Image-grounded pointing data
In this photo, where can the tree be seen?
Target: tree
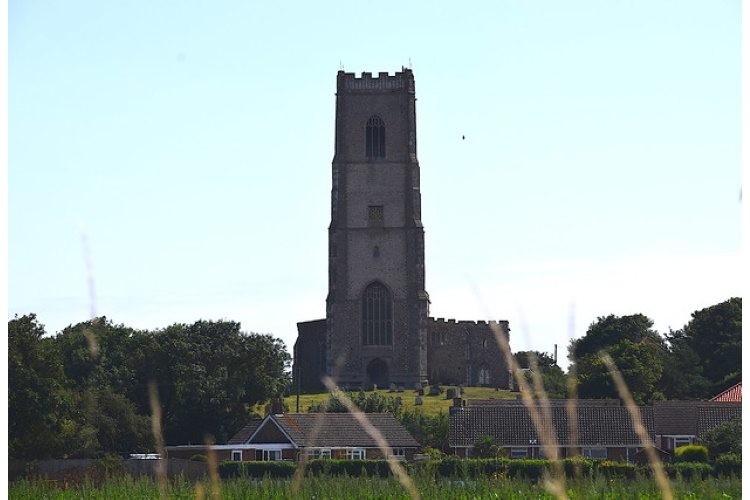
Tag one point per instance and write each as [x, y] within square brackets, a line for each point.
[723, 439]
[636, 350]
[209, 376]
[553, 377]
[611, 330]
[37, 401]
[486, 447]
[711, 345]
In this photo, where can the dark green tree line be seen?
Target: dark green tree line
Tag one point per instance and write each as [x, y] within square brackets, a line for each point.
[84, 391]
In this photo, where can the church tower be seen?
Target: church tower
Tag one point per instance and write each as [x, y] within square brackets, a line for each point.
[377, 306]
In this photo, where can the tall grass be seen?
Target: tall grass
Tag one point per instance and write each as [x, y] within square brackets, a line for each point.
[344, 487]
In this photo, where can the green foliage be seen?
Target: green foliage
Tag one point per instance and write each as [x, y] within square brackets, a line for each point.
[38, 404]
[430, 430]
[715, 335]
[689, 470]
[273, 469]
[352, 468]
[612, 330]
[728, 465]
[640, 365]
[724, 438]
[83, 392]
[616, 470]
[346, 487]
[691, 453]
[486, 447]
[553, 378]
[368, 403]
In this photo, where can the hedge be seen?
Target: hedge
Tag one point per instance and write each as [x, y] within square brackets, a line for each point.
[689, 470]
[728, 465]
[230, 469]
[691, 453]
[352, 468]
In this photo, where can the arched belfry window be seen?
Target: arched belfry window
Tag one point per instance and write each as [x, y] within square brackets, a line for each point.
[377, 315]
[375, 138]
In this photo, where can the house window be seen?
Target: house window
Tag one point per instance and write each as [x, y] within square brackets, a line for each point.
[484, 376]
[355, 454]
[377, 316]
[375, 213]
[595, 453]
[319, 453]
[375, 138]
[271, 455]
[677, 441]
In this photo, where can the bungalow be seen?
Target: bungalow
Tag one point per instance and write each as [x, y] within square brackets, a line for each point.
[292, 436]
[680, 423]
[603, 431]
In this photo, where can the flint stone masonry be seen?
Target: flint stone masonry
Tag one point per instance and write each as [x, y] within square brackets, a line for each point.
[385, 251]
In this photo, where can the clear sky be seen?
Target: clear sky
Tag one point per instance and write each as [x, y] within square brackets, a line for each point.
[169, 161]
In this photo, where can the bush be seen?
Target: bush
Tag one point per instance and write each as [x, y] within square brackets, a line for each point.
[527, 468]
[352, 468]
[691, 453]
[275, 469]
[689, 470]
[616, 470]
[728, 465]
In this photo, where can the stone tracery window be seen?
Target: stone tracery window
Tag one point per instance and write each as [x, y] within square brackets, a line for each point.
[375, 138]
[377, 315]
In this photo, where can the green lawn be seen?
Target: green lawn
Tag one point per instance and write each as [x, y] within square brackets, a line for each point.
[431, 405]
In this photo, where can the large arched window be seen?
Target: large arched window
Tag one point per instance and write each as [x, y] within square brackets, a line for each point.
[375, 138]
[377, 315]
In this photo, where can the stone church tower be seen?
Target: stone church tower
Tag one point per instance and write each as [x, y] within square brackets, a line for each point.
[377, 330]
[377, 305]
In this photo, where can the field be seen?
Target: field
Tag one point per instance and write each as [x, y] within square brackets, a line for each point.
[337, 487]
[431, 405]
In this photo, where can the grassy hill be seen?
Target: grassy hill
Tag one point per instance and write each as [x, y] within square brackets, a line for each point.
[431, 405]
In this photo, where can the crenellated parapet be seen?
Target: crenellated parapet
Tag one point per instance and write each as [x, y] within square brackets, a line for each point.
[401, 81]
[469, 323]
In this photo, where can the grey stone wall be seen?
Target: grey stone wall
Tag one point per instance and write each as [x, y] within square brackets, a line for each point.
[458, 350]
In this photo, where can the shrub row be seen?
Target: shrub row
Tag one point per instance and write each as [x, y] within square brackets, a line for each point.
[353, 468]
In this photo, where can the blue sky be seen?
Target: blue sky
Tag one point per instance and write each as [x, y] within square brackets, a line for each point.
[183, 149]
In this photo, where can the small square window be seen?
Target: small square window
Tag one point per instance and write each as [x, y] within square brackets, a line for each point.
[375, 213]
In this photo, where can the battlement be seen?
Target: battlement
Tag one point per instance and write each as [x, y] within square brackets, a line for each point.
[349, 83]
[467, 323]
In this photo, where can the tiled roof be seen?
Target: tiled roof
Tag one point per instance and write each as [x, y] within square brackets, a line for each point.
[692, 418]
[339, 429]
[675, 418]
[733, 394]
[712, 414]
[511, 425]
[245, 432]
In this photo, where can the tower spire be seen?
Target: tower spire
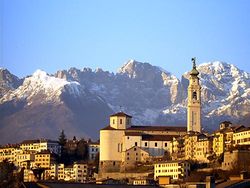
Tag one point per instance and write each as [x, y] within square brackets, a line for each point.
[194, 71]
[194, 100]
[194, 63]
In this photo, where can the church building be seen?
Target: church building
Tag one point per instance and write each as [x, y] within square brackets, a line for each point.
[122, 144]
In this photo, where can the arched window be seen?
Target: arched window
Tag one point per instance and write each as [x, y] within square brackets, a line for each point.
[194, 95]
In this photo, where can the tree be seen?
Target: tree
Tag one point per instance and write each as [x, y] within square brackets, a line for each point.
[7, 177]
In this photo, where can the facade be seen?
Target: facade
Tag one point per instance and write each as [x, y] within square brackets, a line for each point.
[241, 136]
[224, 138]
[193, 146]
[42, 144]
[134, 155]
[119, 137]
[174, 169]
[236, 159]
[78, 172]
[24, 158]
[194, 101]
[44, 159]
[93, 149]
[9, 152]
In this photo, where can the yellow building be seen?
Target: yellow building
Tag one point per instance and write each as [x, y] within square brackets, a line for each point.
[93, 149]
[198, 147]
[241, 136]
[24, 159]
[224, 138]
[193, 146]
[8, 152]
[40, 145]
[194, 101]
[44, 159]
[134, 155]
[174, 169]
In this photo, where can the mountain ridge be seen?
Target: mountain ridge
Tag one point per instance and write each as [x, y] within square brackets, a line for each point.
[149, 93]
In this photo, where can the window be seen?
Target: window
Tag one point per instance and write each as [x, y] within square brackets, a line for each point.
[194, 95]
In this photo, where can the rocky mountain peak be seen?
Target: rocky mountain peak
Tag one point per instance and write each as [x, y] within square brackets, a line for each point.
[138, 70]
[8, 81]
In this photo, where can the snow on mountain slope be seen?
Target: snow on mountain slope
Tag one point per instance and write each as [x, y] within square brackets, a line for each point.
[150, 94]
[8, 81]
[225, 91]
[40, 83]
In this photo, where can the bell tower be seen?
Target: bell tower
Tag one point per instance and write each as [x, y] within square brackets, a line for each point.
[194, 101]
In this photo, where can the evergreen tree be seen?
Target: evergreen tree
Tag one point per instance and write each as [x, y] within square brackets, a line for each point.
[82, 150]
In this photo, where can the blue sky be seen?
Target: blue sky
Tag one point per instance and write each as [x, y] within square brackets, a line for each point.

◆ Problem details:
Total lines holding "hedge" in the records: report this figure alone.

◆ Exercise solution:
2